What you should do
Extract the full set of records that follows, word for word.

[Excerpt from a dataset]
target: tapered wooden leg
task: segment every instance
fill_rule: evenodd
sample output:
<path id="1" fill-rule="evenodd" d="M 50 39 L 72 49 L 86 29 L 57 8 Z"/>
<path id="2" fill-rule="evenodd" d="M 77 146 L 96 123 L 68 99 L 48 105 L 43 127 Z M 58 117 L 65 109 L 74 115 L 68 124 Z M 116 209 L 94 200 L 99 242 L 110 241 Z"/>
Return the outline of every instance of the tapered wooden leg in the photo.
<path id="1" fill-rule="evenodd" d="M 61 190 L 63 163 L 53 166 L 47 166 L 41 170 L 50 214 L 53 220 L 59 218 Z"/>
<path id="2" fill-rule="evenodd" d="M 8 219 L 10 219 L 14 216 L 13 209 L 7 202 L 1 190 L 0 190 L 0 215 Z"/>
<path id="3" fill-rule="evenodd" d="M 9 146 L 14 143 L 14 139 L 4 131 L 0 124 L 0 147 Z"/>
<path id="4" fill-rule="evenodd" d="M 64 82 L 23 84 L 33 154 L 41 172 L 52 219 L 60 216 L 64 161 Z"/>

The reply
target: tapered wooden leg
task: segment every instance
fill_rule: evenodd
sample output:
<path id="1" fill-rule="evenodd" d="M 50 39 L 72 49 L 86 29 L 57 8 Z"/>
<path id="2" fill-rule="evenodd" d="M 77 146 L 96 123 L 68 99 L 48 105 L 43 127 Z M 58 117 L 65 109 L 74 115 L 68 124 Z M 116 209 L 94 200 L 99 242 L 110 241 Z"/>
Return the outline of every instance of the tapered wooden leg in the photo.
<path id="1" fill-rule="evenodd" d="M 61 190 L 63 163 L 53 166 L 47 166 L 41 170 L 50 214 L 53 220 L 59 218 Z"/>
<path id="2" fill-rule="evenodd" d="M 8 219 L 10 219 L 14 216 L 13 209 L 7 202 L 1 190 L 0 190 L 0 215 Z"/>
<path id="3" fill-rule="evenodd" d="M 9 146 L 14 143 L 14 139 L 4 131 L 0 124 L 0 147 Z"/>
<path id="4" fill-rule="evenodd" d="M 64 82 L 23 84 L 33 154 L 41 172 L 52 219 L 60 216 L 64 161 Z"/>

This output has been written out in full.